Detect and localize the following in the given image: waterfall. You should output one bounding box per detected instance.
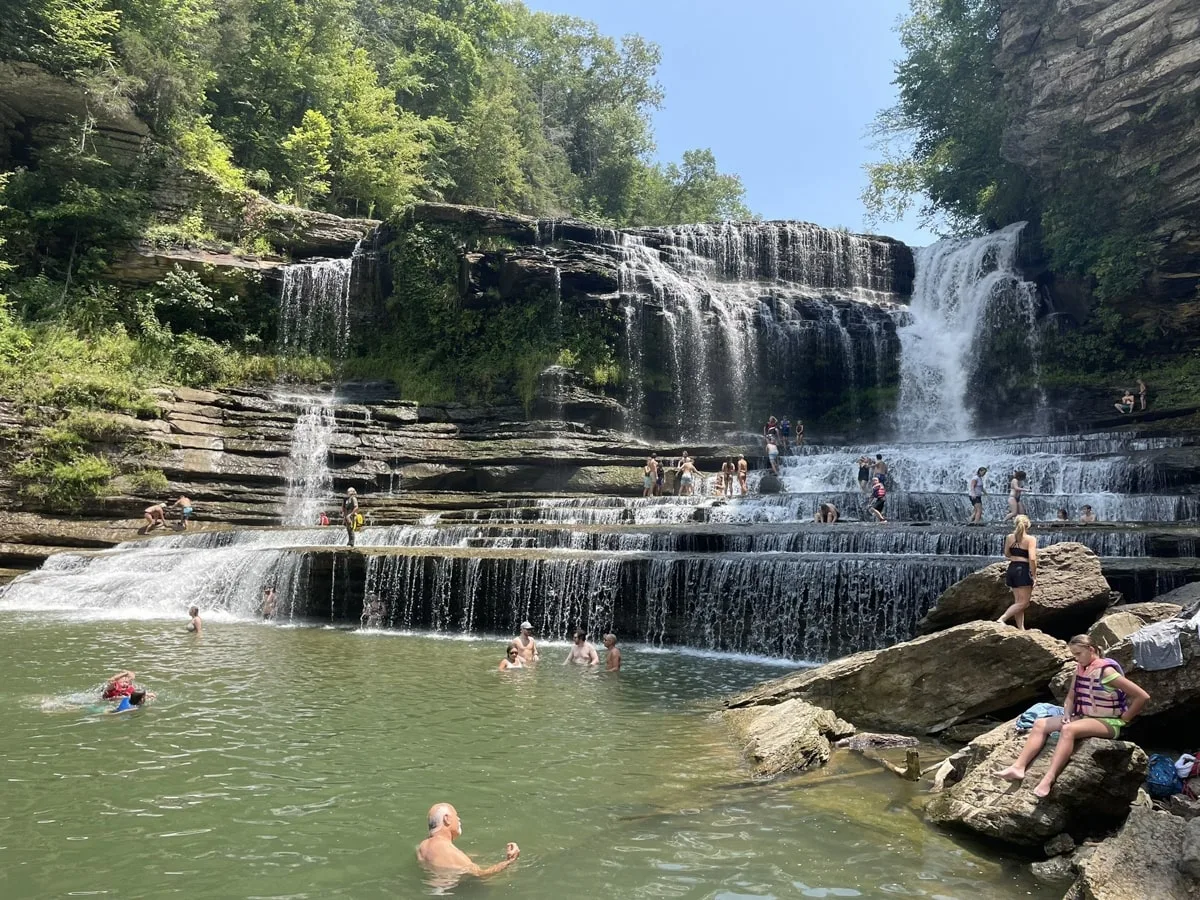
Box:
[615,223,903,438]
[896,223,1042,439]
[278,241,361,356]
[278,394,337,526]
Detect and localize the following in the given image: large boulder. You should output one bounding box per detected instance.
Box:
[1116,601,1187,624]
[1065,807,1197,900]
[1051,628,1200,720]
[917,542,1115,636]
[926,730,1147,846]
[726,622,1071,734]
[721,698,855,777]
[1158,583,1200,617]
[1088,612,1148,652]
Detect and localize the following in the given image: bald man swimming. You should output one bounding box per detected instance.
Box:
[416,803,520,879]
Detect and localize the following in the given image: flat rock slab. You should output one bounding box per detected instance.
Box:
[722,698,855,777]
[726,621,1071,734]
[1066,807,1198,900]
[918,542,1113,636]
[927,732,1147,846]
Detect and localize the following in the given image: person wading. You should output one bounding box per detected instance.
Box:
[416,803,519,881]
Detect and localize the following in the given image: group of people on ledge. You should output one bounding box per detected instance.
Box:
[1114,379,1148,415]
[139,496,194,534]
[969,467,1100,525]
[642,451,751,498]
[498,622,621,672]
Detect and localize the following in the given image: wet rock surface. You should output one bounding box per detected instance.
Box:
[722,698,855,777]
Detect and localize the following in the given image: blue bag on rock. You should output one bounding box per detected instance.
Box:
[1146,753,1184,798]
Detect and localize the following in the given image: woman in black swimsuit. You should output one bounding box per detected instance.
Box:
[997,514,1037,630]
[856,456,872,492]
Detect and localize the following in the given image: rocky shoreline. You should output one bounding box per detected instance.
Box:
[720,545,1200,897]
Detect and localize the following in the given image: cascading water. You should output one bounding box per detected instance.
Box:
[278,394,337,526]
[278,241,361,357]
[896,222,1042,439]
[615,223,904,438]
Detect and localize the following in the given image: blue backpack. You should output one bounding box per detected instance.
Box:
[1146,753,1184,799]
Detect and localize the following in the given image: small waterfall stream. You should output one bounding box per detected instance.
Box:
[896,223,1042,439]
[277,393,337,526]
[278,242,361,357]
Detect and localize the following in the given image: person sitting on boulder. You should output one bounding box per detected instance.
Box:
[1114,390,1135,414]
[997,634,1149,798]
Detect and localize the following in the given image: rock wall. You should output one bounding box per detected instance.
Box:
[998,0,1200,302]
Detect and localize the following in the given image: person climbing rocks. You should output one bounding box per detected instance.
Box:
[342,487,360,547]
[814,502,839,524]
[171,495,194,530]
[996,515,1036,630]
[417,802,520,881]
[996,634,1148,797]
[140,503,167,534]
-----
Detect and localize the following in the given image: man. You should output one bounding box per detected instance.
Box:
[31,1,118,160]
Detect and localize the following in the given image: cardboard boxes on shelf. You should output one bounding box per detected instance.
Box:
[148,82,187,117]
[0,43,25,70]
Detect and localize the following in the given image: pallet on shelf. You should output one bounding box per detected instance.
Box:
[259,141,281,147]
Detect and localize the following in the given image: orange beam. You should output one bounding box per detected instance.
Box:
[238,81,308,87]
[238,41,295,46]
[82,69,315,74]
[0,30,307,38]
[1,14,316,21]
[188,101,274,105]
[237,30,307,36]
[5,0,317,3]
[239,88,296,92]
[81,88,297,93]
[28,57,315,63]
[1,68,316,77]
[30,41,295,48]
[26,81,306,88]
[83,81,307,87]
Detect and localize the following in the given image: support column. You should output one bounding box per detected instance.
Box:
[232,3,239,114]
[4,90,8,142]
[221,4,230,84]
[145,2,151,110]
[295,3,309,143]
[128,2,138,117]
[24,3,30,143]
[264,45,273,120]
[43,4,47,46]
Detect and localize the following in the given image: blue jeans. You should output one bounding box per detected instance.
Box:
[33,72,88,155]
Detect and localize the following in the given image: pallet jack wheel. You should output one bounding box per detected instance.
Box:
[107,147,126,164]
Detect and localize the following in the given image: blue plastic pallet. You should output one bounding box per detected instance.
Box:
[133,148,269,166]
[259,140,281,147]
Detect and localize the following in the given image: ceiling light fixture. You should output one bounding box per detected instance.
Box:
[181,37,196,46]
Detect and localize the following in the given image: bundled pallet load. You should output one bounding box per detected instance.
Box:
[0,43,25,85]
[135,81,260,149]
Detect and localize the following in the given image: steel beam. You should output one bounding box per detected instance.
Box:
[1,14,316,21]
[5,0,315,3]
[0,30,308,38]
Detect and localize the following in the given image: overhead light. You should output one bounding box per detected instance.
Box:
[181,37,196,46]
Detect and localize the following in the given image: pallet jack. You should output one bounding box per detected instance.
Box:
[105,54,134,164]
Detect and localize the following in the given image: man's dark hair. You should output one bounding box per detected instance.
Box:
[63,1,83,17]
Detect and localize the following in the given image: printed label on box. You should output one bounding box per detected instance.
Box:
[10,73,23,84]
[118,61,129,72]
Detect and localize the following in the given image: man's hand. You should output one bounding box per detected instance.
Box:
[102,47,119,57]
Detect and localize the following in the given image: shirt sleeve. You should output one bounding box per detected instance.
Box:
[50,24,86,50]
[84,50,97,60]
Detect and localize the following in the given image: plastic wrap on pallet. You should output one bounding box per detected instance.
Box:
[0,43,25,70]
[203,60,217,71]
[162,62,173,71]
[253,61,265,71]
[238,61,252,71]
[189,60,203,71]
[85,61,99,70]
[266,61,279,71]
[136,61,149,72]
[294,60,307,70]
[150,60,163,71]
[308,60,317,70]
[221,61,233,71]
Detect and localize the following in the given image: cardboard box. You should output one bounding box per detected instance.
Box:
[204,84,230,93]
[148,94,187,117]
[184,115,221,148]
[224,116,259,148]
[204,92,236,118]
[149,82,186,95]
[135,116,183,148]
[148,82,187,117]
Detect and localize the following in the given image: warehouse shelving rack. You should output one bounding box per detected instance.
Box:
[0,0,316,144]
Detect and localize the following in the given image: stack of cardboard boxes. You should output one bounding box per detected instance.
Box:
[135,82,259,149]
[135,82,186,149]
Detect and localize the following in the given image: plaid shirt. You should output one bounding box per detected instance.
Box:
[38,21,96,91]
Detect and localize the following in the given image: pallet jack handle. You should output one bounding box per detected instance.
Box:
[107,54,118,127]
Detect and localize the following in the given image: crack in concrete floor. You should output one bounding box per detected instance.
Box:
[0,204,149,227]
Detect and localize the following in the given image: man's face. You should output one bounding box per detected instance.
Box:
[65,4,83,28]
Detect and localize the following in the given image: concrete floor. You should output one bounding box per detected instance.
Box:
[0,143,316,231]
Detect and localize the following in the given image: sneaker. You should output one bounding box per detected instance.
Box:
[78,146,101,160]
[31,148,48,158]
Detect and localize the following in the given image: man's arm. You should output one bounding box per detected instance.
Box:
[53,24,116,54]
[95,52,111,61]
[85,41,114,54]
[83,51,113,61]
-----
> _INSTRUCTIONS TO FOLLOW_
Taking the lines above, repeat exactly those from the line that contains "Detect and localize the following in the given image: man." through the line that contains "Detect and localize the following in the given image: support", and both of those lines as well. Include nothing else.

> _SOLUTION TO THIS EXERCISE_
Detect and localize the following in the given image: man. You should output one bounding box per detected instance.
Box:
[31,1,118,160]
Detect and localize the following in the given image: cardboard boxes on shelf. You should output one bounding box per detected instance.
Box:
[148,82,187,117]
[0,43,25,70]
Detect and localize the following in the given image: pallet on shelf. You should output one bounding box per detected instance.
Box:
[259,141,281,147]
Detect and localize the following in the given image: orange beam. You should output one bounding box per detected instance.
Box:
[238,81,308,87]
[238,41,295,46]
[82,69,315,74]
[0,30,307,38]
[1,14,316,21]
[188,101,274,105]
[237,30,307,36]
[5,0,317,3]
[239,88,296,92]
[81,88,297,93]
[28,57,315,63]
[1,68,316,77]
[30,41,295,48]
[26,81,306,88]
[83,81,307,87]
Detect and localize the following in the given image: support column. You should output one bounding box per detected instance.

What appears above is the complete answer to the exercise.